**The request**:
Everything from the line that holds "Could you please indicate the black jacket" through the end of the data below should be output exactly, both ends included.

━━━ Items

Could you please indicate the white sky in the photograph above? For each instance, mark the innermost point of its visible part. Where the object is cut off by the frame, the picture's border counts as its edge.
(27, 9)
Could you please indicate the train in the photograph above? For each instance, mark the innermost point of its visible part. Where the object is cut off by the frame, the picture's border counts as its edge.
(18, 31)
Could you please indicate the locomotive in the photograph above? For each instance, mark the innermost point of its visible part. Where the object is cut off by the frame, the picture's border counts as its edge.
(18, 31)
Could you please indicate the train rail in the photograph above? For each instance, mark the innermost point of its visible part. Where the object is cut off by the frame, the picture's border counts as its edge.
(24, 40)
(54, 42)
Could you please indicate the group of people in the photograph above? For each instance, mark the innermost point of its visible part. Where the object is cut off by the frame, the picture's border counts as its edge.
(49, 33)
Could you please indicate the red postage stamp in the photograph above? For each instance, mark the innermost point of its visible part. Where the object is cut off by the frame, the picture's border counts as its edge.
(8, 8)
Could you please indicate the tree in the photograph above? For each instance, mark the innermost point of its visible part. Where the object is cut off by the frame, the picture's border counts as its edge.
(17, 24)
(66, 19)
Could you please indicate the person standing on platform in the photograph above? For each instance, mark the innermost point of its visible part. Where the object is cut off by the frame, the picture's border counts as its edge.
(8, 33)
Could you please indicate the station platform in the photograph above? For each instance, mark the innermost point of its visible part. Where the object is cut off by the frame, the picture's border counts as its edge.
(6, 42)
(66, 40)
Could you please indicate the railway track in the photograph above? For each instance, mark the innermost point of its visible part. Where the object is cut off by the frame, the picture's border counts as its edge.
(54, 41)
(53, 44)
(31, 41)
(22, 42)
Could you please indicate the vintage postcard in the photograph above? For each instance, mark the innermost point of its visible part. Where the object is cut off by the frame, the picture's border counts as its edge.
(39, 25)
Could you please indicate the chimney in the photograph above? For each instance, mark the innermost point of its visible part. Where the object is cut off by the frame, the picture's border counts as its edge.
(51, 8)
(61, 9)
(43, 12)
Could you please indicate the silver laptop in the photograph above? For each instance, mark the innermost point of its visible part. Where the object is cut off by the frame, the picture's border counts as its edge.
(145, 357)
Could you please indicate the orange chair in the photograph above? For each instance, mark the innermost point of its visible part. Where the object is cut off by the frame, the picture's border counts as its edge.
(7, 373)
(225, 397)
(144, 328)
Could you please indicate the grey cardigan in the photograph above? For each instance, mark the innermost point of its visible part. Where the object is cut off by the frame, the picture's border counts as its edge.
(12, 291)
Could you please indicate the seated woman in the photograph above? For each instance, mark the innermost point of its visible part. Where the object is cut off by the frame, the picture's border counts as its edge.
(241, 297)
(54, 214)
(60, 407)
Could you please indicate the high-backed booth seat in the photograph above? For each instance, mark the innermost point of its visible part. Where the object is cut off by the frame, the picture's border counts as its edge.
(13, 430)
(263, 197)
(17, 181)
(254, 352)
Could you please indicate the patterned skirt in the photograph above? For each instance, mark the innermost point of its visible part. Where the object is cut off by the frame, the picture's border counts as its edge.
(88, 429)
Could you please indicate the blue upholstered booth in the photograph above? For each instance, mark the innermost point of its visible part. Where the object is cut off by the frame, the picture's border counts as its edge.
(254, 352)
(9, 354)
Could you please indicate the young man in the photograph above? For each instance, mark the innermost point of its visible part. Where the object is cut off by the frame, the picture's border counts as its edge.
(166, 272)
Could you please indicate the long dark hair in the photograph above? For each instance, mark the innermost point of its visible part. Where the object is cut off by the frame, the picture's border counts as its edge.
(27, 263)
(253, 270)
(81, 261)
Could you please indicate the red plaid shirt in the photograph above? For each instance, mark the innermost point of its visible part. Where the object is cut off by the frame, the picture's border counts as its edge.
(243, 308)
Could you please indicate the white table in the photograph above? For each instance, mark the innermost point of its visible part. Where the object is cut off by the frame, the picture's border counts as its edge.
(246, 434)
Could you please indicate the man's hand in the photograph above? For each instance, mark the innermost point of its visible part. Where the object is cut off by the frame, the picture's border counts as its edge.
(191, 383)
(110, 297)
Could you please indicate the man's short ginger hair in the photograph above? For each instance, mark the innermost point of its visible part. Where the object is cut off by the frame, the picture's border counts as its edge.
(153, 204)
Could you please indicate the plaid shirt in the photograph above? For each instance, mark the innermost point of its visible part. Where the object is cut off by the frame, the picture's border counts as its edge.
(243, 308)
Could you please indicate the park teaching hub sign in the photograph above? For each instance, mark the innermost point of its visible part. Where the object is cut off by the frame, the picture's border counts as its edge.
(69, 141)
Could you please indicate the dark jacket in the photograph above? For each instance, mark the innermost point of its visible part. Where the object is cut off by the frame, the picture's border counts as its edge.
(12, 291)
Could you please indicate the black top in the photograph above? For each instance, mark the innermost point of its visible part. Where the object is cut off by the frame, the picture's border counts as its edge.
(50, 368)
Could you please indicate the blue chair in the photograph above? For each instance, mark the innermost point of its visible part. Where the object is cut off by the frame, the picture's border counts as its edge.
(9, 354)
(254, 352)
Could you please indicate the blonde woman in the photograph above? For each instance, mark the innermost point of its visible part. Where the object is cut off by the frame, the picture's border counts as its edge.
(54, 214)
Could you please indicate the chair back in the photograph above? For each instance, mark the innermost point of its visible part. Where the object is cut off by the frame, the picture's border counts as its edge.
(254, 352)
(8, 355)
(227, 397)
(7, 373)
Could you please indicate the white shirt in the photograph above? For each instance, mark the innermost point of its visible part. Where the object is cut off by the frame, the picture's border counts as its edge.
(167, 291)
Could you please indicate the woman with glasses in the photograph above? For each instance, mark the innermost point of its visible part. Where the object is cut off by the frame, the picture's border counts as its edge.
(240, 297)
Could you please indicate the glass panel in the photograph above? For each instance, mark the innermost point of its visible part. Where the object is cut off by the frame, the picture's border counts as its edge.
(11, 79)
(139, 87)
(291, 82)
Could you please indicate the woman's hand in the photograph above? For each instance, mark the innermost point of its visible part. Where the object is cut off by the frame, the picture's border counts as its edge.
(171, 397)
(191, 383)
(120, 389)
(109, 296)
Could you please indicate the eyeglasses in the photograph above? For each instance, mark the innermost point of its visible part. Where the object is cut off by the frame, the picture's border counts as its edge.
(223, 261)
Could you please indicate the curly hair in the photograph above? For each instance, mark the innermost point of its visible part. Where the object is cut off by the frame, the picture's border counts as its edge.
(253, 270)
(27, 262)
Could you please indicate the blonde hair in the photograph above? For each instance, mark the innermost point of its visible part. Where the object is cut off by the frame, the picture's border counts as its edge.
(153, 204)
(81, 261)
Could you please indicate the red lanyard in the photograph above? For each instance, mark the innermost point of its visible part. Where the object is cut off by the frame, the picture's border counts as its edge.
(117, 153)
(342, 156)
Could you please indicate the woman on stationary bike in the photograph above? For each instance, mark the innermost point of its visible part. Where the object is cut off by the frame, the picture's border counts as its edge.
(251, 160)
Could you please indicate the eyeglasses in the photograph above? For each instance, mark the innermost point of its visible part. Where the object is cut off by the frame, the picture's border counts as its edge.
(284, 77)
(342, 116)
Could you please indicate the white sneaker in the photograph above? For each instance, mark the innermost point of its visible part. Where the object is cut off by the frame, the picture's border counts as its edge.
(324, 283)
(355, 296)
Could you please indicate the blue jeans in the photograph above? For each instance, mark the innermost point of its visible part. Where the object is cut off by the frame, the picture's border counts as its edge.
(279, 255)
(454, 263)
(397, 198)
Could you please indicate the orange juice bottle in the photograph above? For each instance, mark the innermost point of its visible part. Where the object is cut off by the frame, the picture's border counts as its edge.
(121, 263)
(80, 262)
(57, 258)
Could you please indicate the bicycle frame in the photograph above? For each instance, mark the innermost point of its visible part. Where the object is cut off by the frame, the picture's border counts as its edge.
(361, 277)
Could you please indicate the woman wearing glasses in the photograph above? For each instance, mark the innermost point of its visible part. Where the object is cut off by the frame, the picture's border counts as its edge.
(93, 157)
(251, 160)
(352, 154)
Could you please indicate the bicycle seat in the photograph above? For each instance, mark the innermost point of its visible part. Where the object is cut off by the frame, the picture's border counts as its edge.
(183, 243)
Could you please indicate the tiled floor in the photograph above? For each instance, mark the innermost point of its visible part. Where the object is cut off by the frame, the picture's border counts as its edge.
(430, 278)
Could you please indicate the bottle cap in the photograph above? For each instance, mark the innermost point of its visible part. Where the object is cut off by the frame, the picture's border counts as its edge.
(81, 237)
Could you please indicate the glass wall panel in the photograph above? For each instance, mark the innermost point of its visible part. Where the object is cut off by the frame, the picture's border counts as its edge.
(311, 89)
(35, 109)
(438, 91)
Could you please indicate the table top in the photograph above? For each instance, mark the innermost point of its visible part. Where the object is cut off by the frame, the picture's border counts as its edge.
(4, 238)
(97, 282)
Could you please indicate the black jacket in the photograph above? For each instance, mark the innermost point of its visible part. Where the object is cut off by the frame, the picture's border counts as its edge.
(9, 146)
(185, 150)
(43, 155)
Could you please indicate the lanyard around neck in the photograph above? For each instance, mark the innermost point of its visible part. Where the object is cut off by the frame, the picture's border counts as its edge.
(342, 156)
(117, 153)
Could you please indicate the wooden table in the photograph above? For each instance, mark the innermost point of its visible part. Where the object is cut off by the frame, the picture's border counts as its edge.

━━━━━━

**In response**:
Could you please indicate the black jacket in the photograph above? For each instance, mark the innermost point of its visible part. Where the object is cut off by the frame, the picture's border counts as its edge.
(9, 146)
(185, 150)
(43, 155)
Could you please indicate the lanyard around neck in the photograph above? For each instance, mark the innermost point of its visible part. Where the object is cut off by the frame, the picture's border counts as its edge.
(342, 156)
(117, 153)
Could you please indicate the wooden table in the photograph above? For each instance, mark the innermost point of its visible part. Where the object is cut off by the frame, the picture's border counts as its edge.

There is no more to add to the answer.